++++ Extract to read

Google’s Street View goes in-depth with cultural monuments.

Spin the globe at the bottom of the screen and take a journey on the Rhaetian Railway through the Swiss Alps. Or perhaps you’d prefer to explore the mosaics of Pompeii in Italy. Or gaze upon the nine-story Roman aqueduct in Segovia, Spain. Or track down the Aboriginal rock art at Kakadu National Park in Australia. Maybe all of the above.

No longer restricted to asphalt and storefronts, Google Street View has gone off-roading to bring some of the world’s most impressive monuments and parks to the Web. Launched at the end of May in Madrid, the World Wonders Project is the latest creation from the Paris-based Google Cultural Institute, a wing of the company that aims to spread culture and history to users around the globe.

To document 132 heritage sites worldwide, the Google team has partnered with content providers such as UNESCO, the World Monuments Fund, and Getty Images to meld several technologies in six languages—English, Spanish, French, Japanese, Hebrew, and Italian—into one geohistorical platform. The site is also geared toward educators, as both students and teachers can download free lesson plans and presentations.

To scan the nooks of Nijo Castle in Kyoto and traverse the grounds of Stonehenge, Google had to ditch its typical car-mounted scanners, said Street View guru and World Wonders chief engineer Luc Vincent. Instead it created image-capture equipment suitable for “beefed up” tricycles and vertical trolleys that can be pushed around to capture indoor sites. These trikes globe-trotted for a whole year, sailing down the Amazon River and sitting atop the Glacier Express train in Switzerland.

At the moment, the majority of the World Wonders sites are in Europe, North America, and Japan—largely because they were easier to access, said Steve Crossan, the head of the Google Cultural Institute. South America is represented by only three Brazilian sites, and mainland Asia boasts just two sites, both in Israel. Africa is empty. But the launch is only the beginning, and Crossan said that his teams will be adding more sites as soon as they receive permission to scan them.

Navigating the gardens of Versailles, however, is a snap. Visitors can read UNESCO’s descriptions, watch YouTube videos about the palace and its history, and scroll through photographs via Panoramio, a service that tags photos to Google maps. There is also an option, via a Google Earth plug-in, to tour a 3-D model of Versailles—unlike the Street View technology, this excursion can take users along the 17th-century rooftops. Versailles is also well-known for its art collection, and users can enter the palace via World Wonders and also examine high-resolution images of 35 paintings via a link to the Google Art Project.

Google Ruins

Roaming Stonehenge on Google's new virtual tour.

The Google Cultural Institute launched the Art Project early last year with 17 museums and about 1,000 works of art. In April, the updated version contained 32,000 artworks from 155 museums. The institute has also digitized Nelson Mandela’s archives, the Dead Sea scrolls, and documents and photos from the Yad Vashem center for Holocaust research.

“We’re making places accessible to people who are not able to visit them,” Crossan said. Google finances all of the projects, he added, and no money changes hands with partners or museums. Nor will the platform feature any advertisements or pop-up windows for travel agencies.

When asked whether a detailed, interactive travel experience will dissuade people from actually packing their bags and traveling, the Google team issued an emphatic no. “In some cases, sites have been reluctant [to participate] because they fear that if it’s online, people will stop going to visit, but actually the opposite happens,” Vincent said. “At Pompeii, one of the first sights we used the tricycle at, the Italian authorities told us that after we launched on Street View, visitors increased by 30 percent. The technology shows that there are beautiful places to be seen, and people are more likely to go.”

++++++++
++++ Extracted data

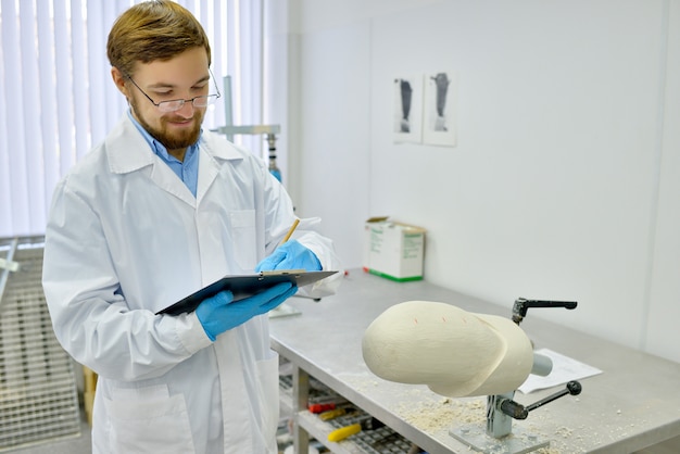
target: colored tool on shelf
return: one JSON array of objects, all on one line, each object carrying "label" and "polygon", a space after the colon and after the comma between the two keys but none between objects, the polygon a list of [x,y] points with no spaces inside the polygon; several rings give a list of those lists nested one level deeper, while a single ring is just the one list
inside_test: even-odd
[{"label": "colored tool on shelf", "polygon": [[353,434],[361,432],[362,430],[375,430],[385,425],[378,419],[374,418],[373,416],[367,416],[356,424],[336,429],[332,432],[328,433],[328,441],[339,442],[348,437],[352,437]]}]

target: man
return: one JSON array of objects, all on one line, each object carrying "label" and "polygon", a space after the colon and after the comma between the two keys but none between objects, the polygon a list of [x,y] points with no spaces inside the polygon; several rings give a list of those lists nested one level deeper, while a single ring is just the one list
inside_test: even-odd
[{"label": "man", "polygon": [[278,358],[266,312],[297,289],[155,313],[224,275],[339,269],[332,243],[317,219],[302,219],[277,249],[295,220],[286,191],[260,160],[201,129],[217,90],[207,38],[187,10],[130,8],[108,54],[129,111],[58,185],[42,279],[58,339],[99,374],[92,450],[274,453]]}]

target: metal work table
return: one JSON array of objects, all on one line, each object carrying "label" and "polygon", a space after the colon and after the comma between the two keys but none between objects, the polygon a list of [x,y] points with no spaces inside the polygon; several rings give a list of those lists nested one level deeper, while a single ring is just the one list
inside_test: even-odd
[{"label": "metal work table", "polygon": [[[361,269],[351,270],[338,294],[319,303],[288,300],[302,314],[272,319],[270,329],[273,349],[293,364],[295,453],[306,454],[310,434],[335,453],[362,452],[350,440],[326,440],[331,428],[306,411],[310,376],[430,454],[473,452],[449,431],[464,424],[483,427],[486,396],[448,399],[425,386],[386,381],[363,361],[362,337],[368,325],[387,307],[412,300],[446,302],[507,317],[512,312],[512,301],[502,307],[426,281],[393,282]],[[550,440],[550,449],[542,452],[625,454],[680,434],[680,364],[538,319],[531,313],[521,327],[537,349],[547,348],[603,370],[580,380],[580,395],[562,398],[531,412],[526,420],[513,421],[513,428]],[[555,390],[517,392],[515,400],[528,405]]]}]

++++++++

Extract the passage of the Street View article that runs from "Google Ruins" up to and including "for travel agencies.".

Google Ruins

Roaming Stonehenge on Google's new virtual tour.

The Google Cultural Institute launched the Art Project early last year with 17 museums and about 1,000 works of art. In April, the updated version contained 32,000 artworks from 155 museums. The institute has also digitized Nelson Mandela’s archives, the Dead Sea scrolls, and documents and photos from the Yad Vashem center for Holocaust research.

“We’re making places accessible to people who are not able to visit them,” Crossan said. Google finances all of the projects, he added, and no money changes hands with partners or museums. Nor will the platform feature any advertisements or pop-up windows for travel agencies.